Task A>
Reproduce, without any change, the entries from the line containing "Exercise. Mark the distant" through the last line of the entries, including both ends.
# # # # #
13 Challenges to the Current State of Leadership

It’s hard to identify why but there are currently major gaps in leadership, in Australia at least.

Actually, it’s not that difficult to understand really. The things we want from work are not that different to what we are looking for from life in general. The difficulty is not in the knowing, it is in the application and doing. It seems that employees in the modern workplace are screaming for a certain style and capability of leadership, but current cultures are challenged in delivering it.

CoachStation: 13 Challenges to the Current State of Leadership
The current state of leadership is not what is wanted nor required.

 

This is hard to write and I am sure is difficult to read for some. We wish it wasn’t the case however, no matter who I speak to either on a personal level or within my professional contacts, there is great frustration and disappointment with the current provision of leadership in business. In fact, there is considerable angst about leadership being portrayed in most areas including government at all levels. Statements and feelings referring to disengagement; indifference; self-interest; ego; fear; incompetence; and no time to focus on people are common issues, amongst others.
# # # # #
Task B>
Write the next part of the piece on the current state of leadership, starting right after its final sentence.

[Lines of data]
# # # # #
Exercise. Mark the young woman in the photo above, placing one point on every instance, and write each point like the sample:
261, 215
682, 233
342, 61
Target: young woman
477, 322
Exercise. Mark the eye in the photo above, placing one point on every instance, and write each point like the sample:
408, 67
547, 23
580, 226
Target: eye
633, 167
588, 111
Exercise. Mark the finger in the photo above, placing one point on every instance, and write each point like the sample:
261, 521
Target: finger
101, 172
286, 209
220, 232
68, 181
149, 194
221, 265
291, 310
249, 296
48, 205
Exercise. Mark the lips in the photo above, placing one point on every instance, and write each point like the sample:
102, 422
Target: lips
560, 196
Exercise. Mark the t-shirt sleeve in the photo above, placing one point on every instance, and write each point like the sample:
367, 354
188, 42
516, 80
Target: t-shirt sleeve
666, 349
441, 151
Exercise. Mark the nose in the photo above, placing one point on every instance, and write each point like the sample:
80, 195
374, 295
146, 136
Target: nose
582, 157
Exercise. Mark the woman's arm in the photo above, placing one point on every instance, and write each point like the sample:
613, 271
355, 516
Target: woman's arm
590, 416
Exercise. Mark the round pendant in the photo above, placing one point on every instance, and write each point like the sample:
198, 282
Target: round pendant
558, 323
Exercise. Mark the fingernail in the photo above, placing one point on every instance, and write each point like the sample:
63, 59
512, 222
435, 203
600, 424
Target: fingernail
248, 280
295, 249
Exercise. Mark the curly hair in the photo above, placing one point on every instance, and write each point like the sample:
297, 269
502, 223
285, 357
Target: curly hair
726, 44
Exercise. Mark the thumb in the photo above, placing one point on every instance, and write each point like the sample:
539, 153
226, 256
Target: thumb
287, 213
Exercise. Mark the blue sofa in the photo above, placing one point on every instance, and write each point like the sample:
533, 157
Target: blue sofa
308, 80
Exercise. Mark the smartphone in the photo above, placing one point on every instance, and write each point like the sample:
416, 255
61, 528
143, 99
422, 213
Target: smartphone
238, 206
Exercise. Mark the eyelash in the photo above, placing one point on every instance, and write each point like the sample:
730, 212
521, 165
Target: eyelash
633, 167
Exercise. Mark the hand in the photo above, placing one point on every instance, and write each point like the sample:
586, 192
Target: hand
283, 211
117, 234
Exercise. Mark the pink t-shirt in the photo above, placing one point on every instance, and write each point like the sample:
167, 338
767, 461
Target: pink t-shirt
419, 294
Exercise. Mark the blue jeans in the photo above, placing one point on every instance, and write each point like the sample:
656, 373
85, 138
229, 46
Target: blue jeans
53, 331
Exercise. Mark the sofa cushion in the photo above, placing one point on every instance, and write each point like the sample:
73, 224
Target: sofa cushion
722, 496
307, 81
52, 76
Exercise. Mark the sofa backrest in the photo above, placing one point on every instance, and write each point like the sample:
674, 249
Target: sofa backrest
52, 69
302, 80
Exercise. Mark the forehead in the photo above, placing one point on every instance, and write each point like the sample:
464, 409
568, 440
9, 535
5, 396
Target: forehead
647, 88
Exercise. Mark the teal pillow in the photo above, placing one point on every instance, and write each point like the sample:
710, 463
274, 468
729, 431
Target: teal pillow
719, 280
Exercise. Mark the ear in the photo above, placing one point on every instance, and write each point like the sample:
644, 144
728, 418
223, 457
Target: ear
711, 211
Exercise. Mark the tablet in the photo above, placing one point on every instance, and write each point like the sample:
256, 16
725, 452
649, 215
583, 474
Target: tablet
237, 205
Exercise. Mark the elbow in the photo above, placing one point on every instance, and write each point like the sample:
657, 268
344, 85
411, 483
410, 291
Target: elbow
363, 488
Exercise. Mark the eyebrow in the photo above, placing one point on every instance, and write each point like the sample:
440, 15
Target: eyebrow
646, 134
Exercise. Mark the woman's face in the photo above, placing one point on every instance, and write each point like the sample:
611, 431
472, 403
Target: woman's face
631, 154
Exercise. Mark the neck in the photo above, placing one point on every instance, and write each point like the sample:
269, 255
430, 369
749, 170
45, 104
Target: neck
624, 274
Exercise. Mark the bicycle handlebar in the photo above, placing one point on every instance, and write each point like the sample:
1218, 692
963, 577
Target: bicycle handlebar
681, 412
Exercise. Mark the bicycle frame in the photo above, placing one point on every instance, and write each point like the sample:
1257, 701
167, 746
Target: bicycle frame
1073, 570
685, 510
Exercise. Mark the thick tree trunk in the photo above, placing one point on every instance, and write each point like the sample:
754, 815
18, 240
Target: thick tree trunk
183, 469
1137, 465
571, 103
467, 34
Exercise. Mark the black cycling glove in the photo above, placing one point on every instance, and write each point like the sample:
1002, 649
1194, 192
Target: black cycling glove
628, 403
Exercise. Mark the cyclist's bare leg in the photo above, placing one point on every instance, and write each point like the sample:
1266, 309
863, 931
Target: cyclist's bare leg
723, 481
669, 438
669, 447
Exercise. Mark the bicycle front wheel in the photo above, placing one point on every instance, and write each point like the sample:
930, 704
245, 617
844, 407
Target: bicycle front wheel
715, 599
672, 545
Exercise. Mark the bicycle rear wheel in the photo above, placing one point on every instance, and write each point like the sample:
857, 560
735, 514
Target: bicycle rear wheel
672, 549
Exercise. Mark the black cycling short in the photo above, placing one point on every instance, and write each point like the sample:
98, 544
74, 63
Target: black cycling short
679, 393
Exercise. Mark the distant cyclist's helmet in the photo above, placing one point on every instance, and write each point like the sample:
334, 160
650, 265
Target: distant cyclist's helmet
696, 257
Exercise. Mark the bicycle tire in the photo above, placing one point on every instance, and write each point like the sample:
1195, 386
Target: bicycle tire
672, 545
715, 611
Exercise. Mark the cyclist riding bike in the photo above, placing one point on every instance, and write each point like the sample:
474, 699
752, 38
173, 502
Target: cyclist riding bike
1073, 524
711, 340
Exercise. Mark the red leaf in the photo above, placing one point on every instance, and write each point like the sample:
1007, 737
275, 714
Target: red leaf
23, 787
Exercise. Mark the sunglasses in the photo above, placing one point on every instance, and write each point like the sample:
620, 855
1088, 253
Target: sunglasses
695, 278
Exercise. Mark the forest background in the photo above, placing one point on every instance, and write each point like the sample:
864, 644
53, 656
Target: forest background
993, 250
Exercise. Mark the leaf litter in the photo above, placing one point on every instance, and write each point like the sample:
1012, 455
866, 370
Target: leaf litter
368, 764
# # # # #
Right answer A>
Exercise. Mark the distant cyclist's helmet in the photo above, placing one point on every instance, and write each point like the sample:
334, 160
650, 265
Target: distant cyclist's helmet
696, 257
Exercise. Mark the bicycle tire in the photo above, placing one point on every instance, and write each point like the sample:
1195, 386
Target: bicycle tire
672, 545
715, 611
Exercise. Mark the cyclist riding bike in the photo above, placing one point on every instance, and write each point like the sample:
474, 699
752, 38
173, 502
Target: cyclist riding bike
1073, 524
711, 340
Exercise. Mark the red leaf in the photo above, placing one point on every instance, and write each point like the sample:
1007, 737
275, 714
Target: red leaf
23, 787
Exercise. Mark the sunglasses in the photo above, placing one point on every instance, and write each point like the sample:
620, 855
1088, 253
Target: sunglasses
695, 278
Exercise. Mark the forest background in the photo above, placing one point on every instance, and write each point like the sample:
864, 644
53, 656
Target: forest background
993, 250
Exercise. Mark the leaf litter in the photo above, placing one point on every instance, and write each point like the sample:
1012, 455
866, 370
Target: leaf litter
368, 764

Right answer B>
In a strange way I feel that this is the most important blog I have ever written. It encapsulates so much of what is missing, yet is most important and required to rectify the existing glut of good, effective leadership and relationships that impact business and personal success.

Recent conversations have highlighted the similarities in what employees want from leaders. Consistency in the need for change, themes and discussions, no matter the person, industry or organisation is prominent. I have been speaking about  similar themes and topics with various people. Different discussions, different people, same inputs and outcomes! It is in moments such as these that I reflect on what matters most to my clients and customers.

The key leadership challenges across industries are remarkably consistent.

Although referencing a survey incorporating employees from the U.S. a recent HBR Interact/Harris poll highlighted some of the existing challenges related to communication and leadership. None of these work in isolation or silos, with one or more issues/traits influencing at least one other. In their entirety they create a powerful ‘check-list’ of skills and potential actions that can make any of us more effective in communicating and ultimately becoming a more informed and influential leader.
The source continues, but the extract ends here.